ATIVIDADE 1
Enumere todas as atividades que, segundo o relato sobre Heliópolis, a imprensa realiza nos locais preservados pela polícia.
ATIVIDADE 2
Devolva literalmente a parte do relato sobre Heliópolis que se inicia nas palavras "Periferia, Polícia e" e se encerra após as palavras "preservados pela polícia.".
ATIVIDADE 3
Responda às perguntas abaixo com base no relato sobre Heliópolis.
(a) Qual favela é apontada como a maior de São Paulo?
(b) De que os jornalistas teriam receio, segundo a expectativa de quem abandona o local?
(c) Por que tipo de vielas os jornalistas passaram no interior da favela?

Periferia, Polícia e Notícia
A favela de Heliópolis é a maior e uma das mais perigosas de São Paulo.
Não são raros tiroteios entre bandidos e policiais, portanto, também não é incomum que a imprensa apareça por lá fazendo suas entrevistas, fotografias e filmagens nos locais preservados pela polícia.
Mas e quando a polícia não permanece guardando a cena de crime como ocorreu no fim da noite passada!?
Num lugar perigoso, como a favela em questão, isso quer dizer apenas uma coisa: A PM fez besteira!
Abandonam o local na esperança de que os jornalistas, com receio de assaltos, não entrem no interior da comunidade para levantar a história, ficando apenas com a versão oficial passada pelo comando de área.
Essa tática funciona com muitos colegas menos experientes no jornalismo policial mas, como diz o repórter com quem trabalho: "Não somos acessores de imprensa da secretaria de segurança!"
Mesmo sem polícia, nos aventuramos no interior da favela, passando por vielas escuras e apertadas e sentindo olhos em nossas costas.
Pode parecer loucura, mas não é!

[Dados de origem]
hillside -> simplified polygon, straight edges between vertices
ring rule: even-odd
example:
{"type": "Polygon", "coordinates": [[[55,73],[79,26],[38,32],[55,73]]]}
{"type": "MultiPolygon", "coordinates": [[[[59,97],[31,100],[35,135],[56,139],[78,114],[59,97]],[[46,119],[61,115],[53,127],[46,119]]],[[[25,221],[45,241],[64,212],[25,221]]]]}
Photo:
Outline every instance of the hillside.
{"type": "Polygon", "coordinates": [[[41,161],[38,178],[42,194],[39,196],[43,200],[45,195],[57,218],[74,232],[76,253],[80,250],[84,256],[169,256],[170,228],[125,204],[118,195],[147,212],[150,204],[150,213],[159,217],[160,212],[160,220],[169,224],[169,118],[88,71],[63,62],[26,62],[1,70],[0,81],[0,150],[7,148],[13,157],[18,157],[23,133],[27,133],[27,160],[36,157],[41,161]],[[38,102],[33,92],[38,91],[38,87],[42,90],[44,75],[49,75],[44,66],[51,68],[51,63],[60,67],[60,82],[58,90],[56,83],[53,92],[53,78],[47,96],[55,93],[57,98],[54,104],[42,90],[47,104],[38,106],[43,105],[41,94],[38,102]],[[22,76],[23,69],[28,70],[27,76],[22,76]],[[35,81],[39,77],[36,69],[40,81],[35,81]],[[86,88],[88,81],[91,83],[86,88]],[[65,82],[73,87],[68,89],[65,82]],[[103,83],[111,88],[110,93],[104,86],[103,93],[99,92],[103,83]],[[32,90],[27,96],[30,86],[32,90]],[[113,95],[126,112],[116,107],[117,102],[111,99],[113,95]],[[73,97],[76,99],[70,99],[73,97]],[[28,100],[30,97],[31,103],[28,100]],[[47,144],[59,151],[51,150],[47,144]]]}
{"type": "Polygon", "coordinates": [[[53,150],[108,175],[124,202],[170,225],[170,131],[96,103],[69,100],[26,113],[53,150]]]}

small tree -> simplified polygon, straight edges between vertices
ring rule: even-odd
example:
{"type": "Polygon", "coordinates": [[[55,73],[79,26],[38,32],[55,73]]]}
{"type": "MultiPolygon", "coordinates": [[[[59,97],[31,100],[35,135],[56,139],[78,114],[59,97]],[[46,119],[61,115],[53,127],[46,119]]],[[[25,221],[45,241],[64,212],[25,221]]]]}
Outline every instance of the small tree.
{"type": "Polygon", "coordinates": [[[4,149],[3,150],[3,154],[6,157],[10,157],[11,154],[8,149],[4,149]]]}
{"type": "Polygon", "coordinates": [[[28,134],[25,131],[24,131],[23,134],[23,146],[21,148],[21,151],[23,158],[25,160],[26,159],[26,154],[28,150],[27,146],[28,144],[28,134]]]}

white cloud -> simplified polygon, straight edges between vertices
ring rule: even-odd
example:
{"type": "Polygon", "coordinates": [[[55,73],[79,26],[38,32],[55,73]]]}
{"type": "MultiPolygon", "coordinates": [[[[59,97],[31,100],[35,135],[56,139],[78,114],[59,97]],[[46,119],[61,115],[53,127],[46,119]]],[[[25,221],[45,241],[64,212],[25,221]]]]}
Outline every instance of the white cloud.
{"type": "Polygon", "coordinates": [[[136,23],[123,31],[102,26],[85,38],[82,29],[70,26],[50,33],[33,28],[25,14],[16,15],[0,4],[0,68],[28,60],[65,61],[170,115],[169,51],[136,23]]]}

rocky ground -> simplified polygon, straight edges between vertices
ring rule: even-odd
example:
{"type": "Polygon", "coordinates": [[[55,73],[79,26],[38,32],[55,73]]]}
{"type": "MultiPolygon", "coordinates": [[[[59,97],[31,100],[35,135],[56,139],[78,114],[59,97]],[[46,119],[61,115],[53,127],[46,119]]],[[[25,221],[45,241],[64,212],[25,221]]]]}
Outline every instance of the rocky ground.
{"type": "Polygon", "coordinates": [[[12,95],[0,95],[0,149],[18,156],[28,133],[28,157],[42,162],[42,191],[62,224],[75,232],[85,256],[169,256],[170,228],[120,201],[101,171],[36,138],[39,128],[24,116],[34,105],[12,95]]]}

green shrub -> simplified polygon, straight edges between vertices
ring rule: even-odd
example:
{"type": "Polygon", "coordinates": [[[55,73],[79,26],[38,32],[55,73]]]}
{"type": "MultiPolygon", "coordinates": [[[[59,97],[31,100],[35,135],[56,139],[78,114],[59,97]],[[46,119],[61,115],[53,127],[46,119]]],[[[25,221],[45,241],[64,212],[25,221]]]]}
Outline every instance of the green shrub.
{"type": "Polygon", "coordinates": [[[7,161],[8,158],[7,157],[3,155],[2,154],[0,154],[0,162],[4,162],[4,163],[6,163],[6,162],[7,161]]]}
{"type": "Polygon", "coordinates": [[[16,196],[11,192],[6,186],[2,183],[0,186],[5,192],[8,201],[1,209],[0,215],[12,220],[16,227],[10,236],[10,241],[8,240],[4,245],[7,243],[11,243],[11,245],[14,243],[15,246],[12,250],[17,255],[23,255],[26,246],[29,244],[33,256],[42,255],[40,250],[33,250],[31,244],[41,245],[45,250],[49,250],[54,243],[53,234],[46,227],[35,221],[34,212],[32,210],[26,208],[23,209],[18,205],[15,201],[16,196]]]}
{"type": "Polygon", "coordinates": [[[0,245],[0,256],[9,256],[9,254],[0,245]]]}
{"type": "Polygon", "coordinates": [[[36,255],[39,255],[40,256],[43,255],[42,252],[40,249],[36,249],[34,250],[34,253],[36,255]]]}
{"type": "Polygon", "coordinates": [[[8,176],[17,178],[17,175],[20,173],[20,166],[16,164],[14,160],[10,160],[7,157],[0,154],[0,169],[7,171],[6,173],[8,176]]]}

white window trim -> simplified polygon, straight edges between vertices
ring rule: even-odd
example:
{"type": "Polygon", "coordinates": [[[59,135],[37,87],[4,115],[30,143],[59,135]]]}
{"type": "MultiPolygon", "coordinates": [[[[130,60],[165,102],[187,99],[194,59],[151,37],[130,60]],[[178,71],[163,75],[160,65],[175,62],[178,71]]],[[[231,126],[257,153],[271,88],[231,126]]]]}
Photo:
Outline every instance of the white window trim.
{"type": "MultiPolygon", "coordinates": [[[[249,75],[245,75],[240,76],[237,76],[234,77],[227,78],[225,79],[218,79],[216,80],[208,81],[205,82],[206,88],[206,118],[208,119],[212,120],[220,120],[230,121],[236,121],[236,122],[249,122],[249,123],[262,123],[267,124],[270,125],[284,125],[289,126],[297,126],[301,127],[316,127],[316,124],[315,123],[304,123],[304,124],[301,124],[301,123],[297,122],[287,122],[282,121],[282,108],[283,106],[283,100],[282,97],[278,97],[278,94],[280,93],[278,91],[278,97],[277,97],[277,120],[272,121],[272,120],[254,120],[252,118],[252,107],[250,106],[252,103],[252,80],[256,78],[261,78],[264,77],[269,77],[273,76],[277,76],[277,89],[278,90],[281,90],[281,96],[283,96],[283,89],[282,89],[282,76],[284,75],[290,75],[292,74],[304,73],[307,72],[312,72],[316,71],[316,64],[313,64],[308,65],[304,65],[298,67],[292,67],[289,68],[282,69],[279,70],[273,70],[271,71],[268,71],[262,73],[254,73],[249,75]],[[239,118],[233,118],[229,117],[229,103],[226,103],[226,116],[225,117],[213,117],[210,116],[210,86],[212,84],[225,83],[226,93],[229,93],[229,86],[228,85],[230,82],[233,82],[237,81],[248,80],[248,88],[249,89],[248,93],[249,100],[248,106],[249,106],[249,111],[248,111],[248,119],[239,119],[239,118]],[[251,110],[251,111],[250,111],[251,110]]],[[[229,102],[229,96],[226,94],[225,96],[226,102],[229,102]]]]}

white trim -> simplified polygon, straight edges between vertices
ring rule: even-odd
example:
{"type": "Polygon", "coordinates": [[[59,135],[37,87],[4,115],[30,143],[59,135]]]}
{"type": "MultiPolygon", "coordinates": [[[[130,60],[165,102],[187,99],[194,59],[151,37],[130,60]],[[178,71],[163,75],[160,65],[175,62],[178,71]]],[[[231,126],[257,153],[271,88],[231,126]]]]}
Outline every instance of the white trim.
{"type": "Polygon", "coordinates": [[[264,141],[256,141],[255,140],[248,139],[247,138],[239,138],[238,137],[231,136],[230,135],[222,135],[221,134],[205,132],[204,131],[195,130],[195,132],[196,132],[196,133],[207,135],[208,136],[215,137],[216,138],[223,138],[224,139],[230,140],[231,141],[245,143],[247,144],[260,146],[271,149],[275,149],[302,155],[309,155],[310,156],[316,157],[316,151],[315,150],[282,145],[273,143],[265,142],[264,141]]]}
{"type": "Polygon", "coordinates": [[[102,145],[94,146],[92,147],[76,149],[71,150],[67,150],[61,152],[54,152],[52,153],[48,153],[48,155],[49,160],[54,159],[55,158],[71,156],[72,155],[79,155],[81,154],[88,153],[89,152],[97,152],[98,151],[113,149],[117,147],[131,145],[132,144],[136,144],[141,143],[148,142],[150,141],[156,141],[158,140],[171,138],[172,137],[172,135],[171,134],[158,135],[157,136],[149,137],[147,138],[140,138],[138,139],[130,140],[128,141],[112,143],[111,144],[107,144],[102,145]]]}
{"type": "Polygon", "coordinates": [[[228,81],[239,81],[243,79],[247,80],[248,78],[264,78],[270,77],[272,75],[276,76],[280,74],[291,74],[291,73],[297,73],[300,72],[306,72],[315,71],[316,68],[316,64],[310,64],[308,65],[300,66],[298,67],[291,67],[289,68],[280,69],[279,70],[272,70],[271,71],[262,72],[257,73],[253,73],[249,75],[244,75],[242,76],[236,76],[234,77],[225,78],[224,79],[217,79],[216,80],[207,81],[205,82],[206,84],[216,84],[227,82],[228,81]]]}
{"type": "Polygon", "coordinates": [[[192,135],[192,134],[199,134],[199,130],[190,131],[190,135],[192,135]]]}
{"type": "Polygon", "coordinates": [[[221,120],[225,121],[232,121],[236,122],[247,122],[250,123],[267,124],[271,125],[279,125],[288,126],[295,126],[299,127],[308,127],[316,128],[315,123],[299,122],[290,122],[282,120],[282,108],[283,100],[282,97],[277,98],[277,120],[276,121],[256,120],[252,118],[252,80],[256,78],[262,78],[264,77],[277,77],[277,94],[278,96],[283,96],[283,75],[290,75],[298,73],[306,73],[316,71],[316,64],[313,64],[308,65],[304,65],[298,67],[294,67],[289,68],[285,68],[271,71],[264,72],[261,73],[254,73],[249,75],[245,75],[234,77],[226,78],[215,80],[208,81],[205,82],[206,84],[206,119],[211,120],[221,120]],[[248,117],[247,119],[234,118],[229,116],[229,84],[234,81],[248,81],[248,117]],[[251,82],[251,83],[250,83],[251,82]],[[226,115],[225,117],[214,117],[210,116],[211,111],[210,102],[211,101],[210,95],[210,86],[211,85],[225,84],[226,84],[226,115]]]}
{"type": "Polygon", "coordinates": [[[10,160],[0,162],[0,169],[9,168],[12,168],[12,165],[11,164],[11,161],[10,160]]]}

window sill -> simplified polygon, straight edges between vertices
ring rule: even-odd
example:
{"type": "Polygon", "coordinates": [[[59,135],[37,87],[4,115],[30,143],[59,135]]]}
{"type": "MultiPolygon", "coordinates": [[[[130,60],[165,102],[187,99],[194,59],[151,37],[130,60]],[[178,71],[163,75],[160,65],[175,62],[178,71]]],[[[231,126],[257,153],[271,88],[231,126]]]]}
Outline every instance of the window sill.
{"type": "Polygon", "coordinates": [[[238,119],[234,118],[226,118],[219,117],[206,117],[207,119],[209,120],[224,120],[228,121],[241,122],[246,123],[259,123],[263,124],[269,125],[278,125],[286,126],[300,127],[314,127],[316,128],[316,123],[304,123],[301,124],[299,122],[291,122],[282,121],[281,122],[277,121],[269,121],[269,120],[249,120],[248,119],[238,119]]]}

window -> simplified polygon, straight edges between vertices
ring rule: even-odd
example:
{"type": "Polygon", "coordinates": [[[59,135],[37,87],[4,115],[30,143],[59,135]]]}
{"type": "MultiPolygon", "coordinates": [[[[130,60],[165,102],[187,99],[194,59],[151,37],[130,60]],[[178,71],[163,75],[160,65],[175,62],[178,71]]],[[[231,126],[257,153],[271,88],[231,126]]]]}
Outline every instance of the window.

RESPOSTA DA ATIVIDADE 1
entrevistas, fotografias, filmagens

RESPOSTA DA ATIVIDADE 2
Periferia, Polícia e Notícia
A favela de Heliópolis é a maior e uma das mais perigosas de São Paulo.
Não são raros tiroteios entre bandidos e policiais, portanto, também não é incomum que a imprensa apareça por lá fazendo suas entrevistas, fotografias e filmagens nos locais preservados pela polícia.

RESPOSTA DA ATIVIDADE 3
(a) Heliópolis.
(b) De assaltos.
(c) Por vielas escuras e apertadas.